Excerpts of pointing data —
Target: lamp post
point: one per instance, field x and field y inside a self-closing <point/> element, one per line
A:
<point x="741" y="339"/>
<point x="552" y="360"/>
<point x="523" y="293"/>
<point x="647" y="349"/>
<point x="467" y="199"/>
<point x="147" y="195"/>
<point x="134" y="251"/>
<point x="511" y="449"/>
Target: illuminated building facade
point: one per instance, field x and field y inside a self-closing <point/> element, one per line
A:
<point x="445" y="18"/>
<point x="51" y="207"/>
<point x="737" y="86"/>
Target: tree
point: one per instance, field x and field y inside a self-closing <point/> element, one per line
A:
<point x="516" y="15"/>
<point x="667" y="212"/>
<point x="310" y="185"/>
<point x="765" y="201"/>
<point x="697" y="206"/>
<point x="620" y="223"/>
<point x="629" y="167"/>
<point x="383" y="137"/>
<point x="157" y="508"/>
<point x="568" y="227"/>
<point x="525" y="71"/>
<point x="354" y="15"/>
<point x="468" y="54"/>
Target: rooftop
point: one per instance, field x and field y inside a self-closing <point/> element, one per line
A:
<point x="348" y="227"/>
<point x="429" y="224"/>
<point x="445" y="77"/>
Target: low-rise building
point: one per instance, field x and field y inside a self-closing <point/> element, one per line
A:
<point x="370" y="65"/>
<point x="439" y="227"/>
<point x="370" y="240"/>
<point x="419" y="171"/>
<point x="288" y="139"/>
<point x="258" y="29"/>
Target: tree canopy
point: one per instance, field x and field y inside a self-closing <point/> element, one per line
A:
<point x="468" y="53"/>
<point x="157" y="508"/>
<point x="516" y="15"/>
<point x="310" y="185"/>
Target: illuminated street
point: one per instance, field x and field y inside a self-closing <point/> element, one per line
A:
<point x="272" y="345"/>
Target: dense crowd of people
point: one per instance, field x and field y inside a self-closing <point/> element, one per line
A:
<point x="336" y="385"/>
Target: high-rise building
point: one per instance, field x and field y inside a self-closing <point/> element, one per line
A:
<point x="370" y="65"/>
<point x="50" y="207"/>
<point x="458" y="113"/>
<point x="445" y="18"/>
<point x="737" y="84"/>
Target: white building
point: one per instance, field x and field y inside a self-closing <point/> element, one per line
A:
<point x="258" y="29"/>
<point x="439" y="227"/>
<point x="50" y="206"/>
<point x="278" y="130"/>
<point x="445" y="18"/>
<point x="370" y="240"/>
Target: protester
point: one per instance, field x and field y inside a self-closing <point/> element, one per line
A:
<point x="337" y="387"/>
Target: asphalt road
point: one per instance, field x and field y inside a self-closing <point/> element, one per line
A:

Task goal — Scale up the records from the line containing "Target: protester" through the end, that line included, and give only those lines, requests and all. Multiply each x and y coordinate in the answers by 2.05, rounding to whole numbers with halves going up.

Solution —
Target: protester
point: one per instance, field x and field y inside a self-closing <point/> element, one per line
A:
<point x="691" y="793"/>
Target: asphalt road
point: one per instance, field x and field y inside a self-closing <point/> element, one per line
A:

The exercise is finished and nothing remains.